Copy out the entries in full and with complete accuracy; pictures are excluded.

-- start of Provided entries --

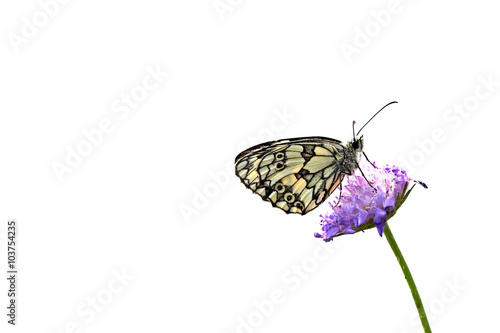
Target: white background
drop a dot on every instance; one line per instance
(133, 205)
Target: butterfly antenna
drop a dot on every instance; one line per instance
(375, 115)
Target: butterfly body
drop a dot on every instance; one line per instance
(297, 175)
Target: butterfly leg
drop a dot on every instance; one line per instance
(340, 196)
(369, 160)
(366, 179)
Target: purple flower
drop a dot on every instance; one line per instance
(361, 207)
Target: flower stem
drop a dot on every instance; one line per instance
(408, 277)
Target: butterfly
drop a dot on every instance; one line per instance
(297, 175)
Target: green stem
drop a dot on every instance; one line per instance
(408, 277)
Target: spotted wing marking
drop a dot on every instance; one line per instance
(295, 175)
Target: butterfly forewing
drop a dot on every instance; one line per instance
(295, 175)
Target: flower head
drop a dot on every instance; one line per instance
(361, 207)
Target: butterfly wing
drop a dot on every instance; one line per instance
(295, 175)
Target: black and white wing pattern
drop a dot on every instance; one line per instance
(295, 175)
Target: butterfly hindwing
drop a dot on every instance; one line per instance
(295, 175)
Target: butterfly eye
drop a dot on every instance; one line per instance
(289, 197)
(279, 156)
(280, 188)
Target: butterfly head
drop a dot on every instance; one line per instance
(357, 144)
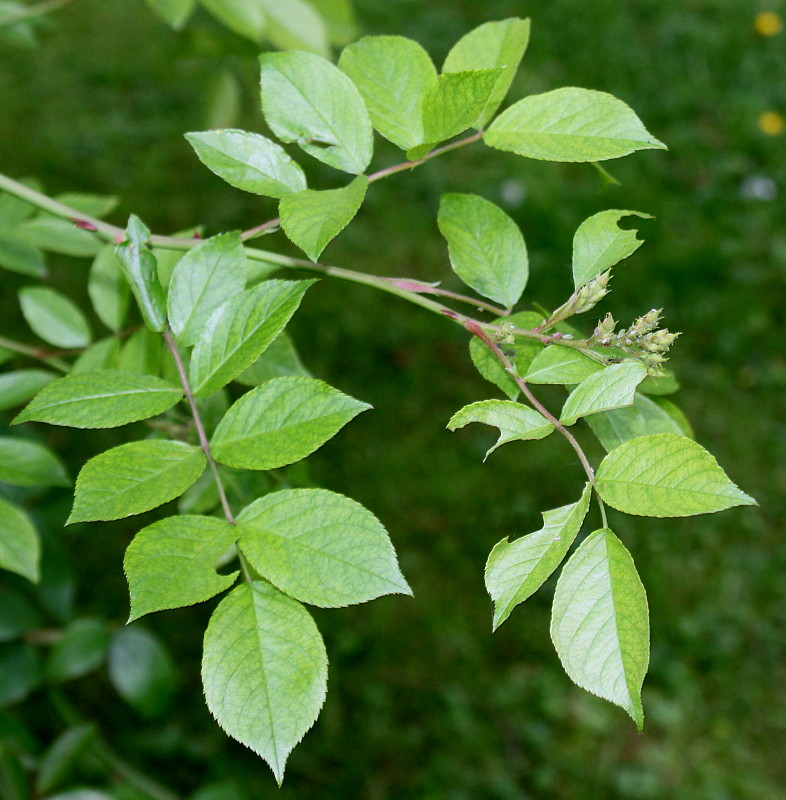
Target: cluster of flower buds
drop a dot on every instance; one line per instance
(642, 340)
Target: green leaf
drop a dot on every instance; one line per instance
(515, 421)
(173, 12)
(108, 289)
(204, 279)
(312, 219)
(247, 18)
(521, 353)
(139, 266)
(278, 361)
(20, 550)
(516, 570)
(54, 318)
(308, 100)
(393, 75)
(493, 44)
(487, 250)
(644, 417)
(281, 422)
(600, 243)
(561, 365)
(19, 386)
(320, 548)
(101, 399)
(612, 387)
(80, 651)
(141, 671)
(249, 162)
(19, 256)
(453, 104)
(666, 475)
(240, 331)
(59, 236)
(61, 758)
(264, 671)
(570, 125)
(186, 546)
(27, 463)
(134, 478)
(600, 622)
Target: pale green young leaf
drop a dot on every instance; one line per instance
(487, 250)
(19, 386)
(599, 243)
(249, 162)
(20, 550)
(240, 331)
(516, 570)
(570, 125)
(561, 365)
(620, 425)
(308, 100)
(612, 387)
(666, 475)
(54, 318)
(320, 548)
(246, 18)
(281, 422)
(24, 462)
(514, 420)
(59, 236)
(187, 546)
(173, 12)
(393, 75)
(520, 353)
(204, 279)
(103, 354)
(264, 671)
(600, 622)
(134, 478)
(141, 270)
(494, 44)
(108, 289)
(17, 255)
(295, 25)
(101, 399)
(311, 219)
(280, 360)
(452, 105)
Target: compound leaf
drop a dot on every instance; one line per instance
(239, 332)
(311, 219)
(599, 243)
(308, 100)
(101, 399)
(514, 420)
(281, 422)
(570, 125)
(600, 622)
(516, 570)
(487, 250)
(494, 44)
(666, 475)
(249, 162)
(612, 387)
(134, 478)
(204, 279)
(320, 548)
(264, 671)
(188, 547)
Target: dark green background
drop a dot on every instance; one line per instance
(424, 702)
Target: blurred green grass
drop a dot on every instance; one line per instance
(424, 702)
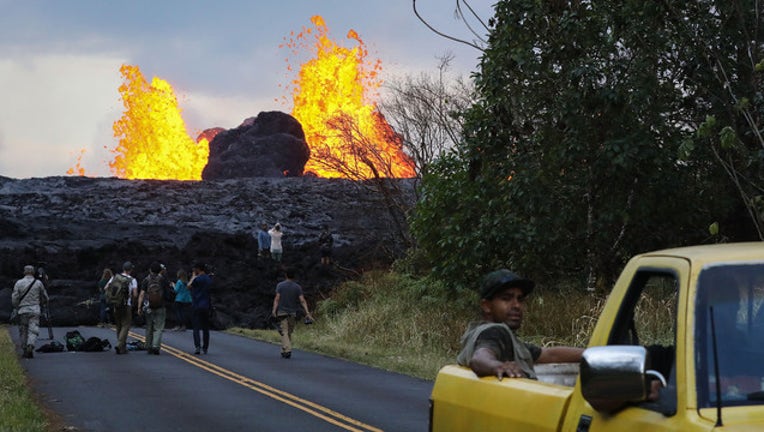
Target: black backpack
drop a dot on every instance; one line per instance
(52, 346)
(73, 340)
(155, 291)
(94, 344)
(118, 289)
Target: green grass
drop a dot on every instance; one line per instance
(389, 321)
(18, 408)
(396, 323)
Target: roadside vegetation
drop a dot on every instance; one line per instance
(413, 326)
(18, 409)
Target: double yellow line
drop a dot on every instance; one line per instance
(307, 406)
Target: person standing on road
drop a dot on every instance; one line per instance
(25, 298)
(103, 311)
(182, 300)
(490, 346)
(263, 242)
(123, 306)
(276, 249)
(155, 291)
(201, 305)
(325, 244)
(289, 298)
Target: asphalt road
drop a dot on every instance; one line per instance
(241, 385)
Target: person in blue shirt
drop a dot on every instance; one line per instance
(201, 305)
(182, 300)
(263, 242)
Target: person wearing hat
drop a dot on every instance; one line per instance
(25, 298)
(123, 313)
(490, 346)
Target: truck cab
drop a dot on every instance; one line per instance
(709, 362)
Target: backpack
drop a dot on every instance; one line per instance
(95, 344)
(74, 340)
(155, 291)
(53, 346)
(118, 289)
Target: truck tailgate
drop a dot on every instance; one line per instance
(463, 402)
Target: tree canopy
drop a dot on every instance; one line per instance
(585, 144)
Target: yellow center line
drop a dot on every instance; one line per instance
(307, 406)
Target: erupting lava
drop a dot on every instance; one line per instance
(153, 142)
(347, 135)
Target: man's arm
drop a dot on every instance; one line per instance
(560, 355)
(485, 363)
(276, 304)
(305, 307)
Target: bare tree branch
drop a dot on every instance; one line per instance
(443, 34)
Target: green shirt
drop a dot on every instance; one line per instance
(501, 340)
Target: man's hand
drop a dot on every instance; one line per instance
(509, 370)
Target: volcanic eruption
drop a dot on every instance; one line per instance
(333, 100)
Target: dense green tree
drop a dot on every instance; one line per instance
(570, 157)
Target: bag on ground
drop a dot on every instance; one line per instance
(117, 290)
(73, 340)
(52, 346)
(95, 344)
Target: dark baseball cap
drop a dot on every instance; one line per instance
(498, 280)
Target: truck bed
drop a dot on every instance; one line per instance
(463, 402)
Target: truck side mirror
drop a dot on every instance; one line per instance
(612, 376)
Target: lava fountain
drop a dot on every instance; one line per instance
(333, 100)
(153, 141)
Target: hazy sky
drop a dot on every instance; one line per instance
(59, 63)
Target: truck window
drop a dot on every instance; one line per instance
(648, 317)
(729, 318)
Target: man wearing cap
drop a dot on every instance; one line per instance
(26, 296)
(490, 346)
(123, 313)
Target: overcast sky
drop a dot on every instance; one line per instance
(59, 63)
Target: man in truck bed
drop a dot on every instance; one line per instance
(490, 346)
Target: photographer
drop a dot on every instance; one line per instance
(27, 294)
(286, 304)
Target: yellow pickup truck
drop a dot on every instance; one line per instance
(710, 367)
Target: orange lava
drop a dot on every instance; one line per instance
(153, 141)
(347, 135)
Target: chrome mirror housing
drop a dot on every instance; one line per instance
(612, 376)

-- end of Provided entries --

Expected answer
Target: white background
drop a dot on every instance; one line per instance
(133, 205)
Target: butterfly antenna
drop a dot on every instance; one line per instance
(375, 115)
Target: butterfly body
drop a dot on every instance; one line per instance
(297, 175)
Target: butterfly leg
drop a dot on every instance; one line per instance
(340, 196)
(369, 160)
(366, 179)
Target: purple flower
drop a dot on every instance; one line per instance
(361, 207)
Target: flower stem
drop a dot on every instance; one line per instance
(408, 277)
Target: butterfly
drop a dot on every instance; one line per instance
(297, 175)
Target: green stem
drop a dot on every instance; one line per instance
(408, 277)
Target: spotted wing marking
drop a dot on every instance; one line per instance
(295, 175)
Target: butterfly forewing
drop a dot on every instance; one line per instance
(295, 175)
Target: flower head
drop a dot on every instance; one line per instance
(361, 207)
Target: butterfly wing
drop a dot on every instance; one line per instance
(295, 175)
Target: black and white wing pattern
drop a dot on every instance; one line per instance
(295, 175)
Target: butterfly hindwing
drop a dot on every instance; one line per instance
(295, 175)
Target: butterfly eye
drop a dot on every instance; one line per instance
(289, 197)
(279, 156)
(280, 188)
Target: butterfly head
drop a dot on every instance; one line per instance
(357, 144)
Target: cluster of flower buds
drop a dot on every instance; one line per instance
(642, 340)
Target: green leaf
drop a dot on every instance; one line per instance
(515, 421)
(173, 12)
(108, 289)
(204, 279)
(312, 219)
(247, 18)
(521, 353)
(139, 266)
(278, 361)
(20, 550)
(516, 570)
(54, 318)
(308, 100)
(393, 75)
(493, 44)
(487, 250)
(644, 417)
(281, 422)
(600, 243)
(561, 365)
(19, 386)
(320, 548)
(101, 399)
(612, 387)
(80, 651)
(141, 671)
(249, 162)
(19, 256)
(453, 104)
(666, 475)
(240, 331)
(59, 236)
(61, 758)
(264, 671)
(570, 125)
(186, 546)
(27, 463)
(134, 478)
(600, 622)
Target: pale green young leaf
drop a dot on every instance; one line per instance
(487, 250)
(19, 386)
(599, 243)
(249, 162)
(20, 550)
(240, 331)
(516, 570)
(570, 125)
(561, 365)
(620, 425)
(308, 100)
(612, 387)
(666, 475)
(54, 318)
(320, 548)
(246, 18)
(281, 422)
(24, 462)
(514, 420)
(59, 236)
(187, 546)
(173, 12)
(393, 75)
(520, 353)
(204, 279)
(103, 354)
(264, 671)
(600, 622)
(134, 478)
(141, 270)
(494, 44)
(108, 289)
(17, 255)
(295, 25)
(101, 399)
(311, 219)
(280, 360)
(452, 105)
Target: compound leaf
drop a dot on every instance; one line per instance
(239, 332)
(311, 219)
(599, 243)
(308, 100)
(101, 399)
(514, 420)
(281, 422)
(570, 125)
(600, 622)
(516, 570)
(487, 250)
(494, 44)
(666, 475)
(249, 162)
(612, 387)
(134, 478)
(204, 279)
(320, 548)
(264, 671)
(188, 547)
Target: dark green background
drop a dot on every instance; one line per instance
(424, 702)
Target: blurred green grass
drop a dot on every instance; one line per instance
(424, 702)
Target: black backpack
drop a dot on every instance; one line per instance
(52, 346)
(73, 340)
(155, 291)
(94, 344)
(118, 289)
Target: green grass
drop a dot on every instance; one line per instance
(389, 321)
(18, 408)
(396, 323)
Target: roadside vegetation
drop a dot on every instance; one line per instance
(413, 326)
(18, 409)
Target: double yellow line
drop a dot on every instance; one line per instance
(307, 406)
Target: person standing on road
drop a dot on every instance; one line per instance
(25, 298)
(103, 311)
(182, 300)
(490, 346)
(263, 242)
(123, 306)
(276, 249)
(155, 291)
(201, 305)
(325, 244)
(289, 298)
Target: asphalt road
drop a dot on every instance; one line per instance
(241, 385)
Target: person in blue shirt
drop a dot on every instance; one line per instance
(201, 305)
(182, 300)
(263, 242)
Target: person wearing hat
drop a dot on every instance; one line per instance
(25, 298)
(123, 313)
(490, 346)
Target: truck cab
drop a dot on every instance; one line per instance
(709, 362)
Target: backpack
drop a dot on every instance; one line per instance
(95, 344)
(74, 340)
(155, 291)
(53, 346)
(118, 289)
Target: truck tailgate
drop a dot on every instance; one line per instance
(463, 402)
Target: tree canopy
drop a dot on every instance; one line per instance
(585, 144)
Target: yellow center line
drop a dot on every instance; one line per instance
(307, 406)
Target: erupting lava
drop a dot on every instance; one line per instance
(153, 142)
(347, 135)
Target: man's arm
drop a dot on every instance; one line per instance
(560, 355)
(485, 363)
(276, 304)
(305, 307)
Target: bare tree branch
drop a dot on every instance; one line per instance
(443, 34)
Target: green shirt
drop a dot on every instance; one line per instance
(501, 340)
Target: man's hand
drop a dot on every instance; one line per instance
(509, 370)
Target: volcanic eruption
drop a dot on every instance; one line per instance
(333, 100)
Target: dense green tree
drop a dot on every instance; one line per instance
(570, 157)
Target: bag on ground
drop a dot on every instance; one line per instance
(117, 290)
(73, 340)
(52, 346)
(95, 344)
Target: dark baseball cap
drop a dot on every instance; one line per instance
(498, 280)
Target: truck bed
drop a dot on every instance; one line per instance
(463, 402)
Target: truck side mirror
drop a dot on every instance; one line per instance
(612, 376)
Target: lava fountain
drop a dot on every instance; one line per instance
(333, 100)
(153, 141)
Target: hazy sky
drop a dot on every instance; one line per instance
(59, 63)
Target: truck window
drop a dot on every instance; one line per instance
(648, 317)
(729, 318)
Target: man wearing cap
drop a dot on every instance; one line per instance
(26, 296)
(490, 346)
(123, 313)
Target: overcast sky
drop a dot on every instance; one line per instance
(59, 63)
Target: man in truck bed
drop a dot on every instance; one line per instance
(490, 346)
Target: photographer
drop a dot on every instance; one line per instance
(27, 294)
(286, 304)
Target: yellow pickup truck
drop a dot on every instance; one line per instance
(710, 367)
Target: orange lava
drop a dot on every instance; one line per instance
(153, 141)
(347, 135)
Target: chrome mirror housing
drop a dot on every instance; one line per instance
(612, 376)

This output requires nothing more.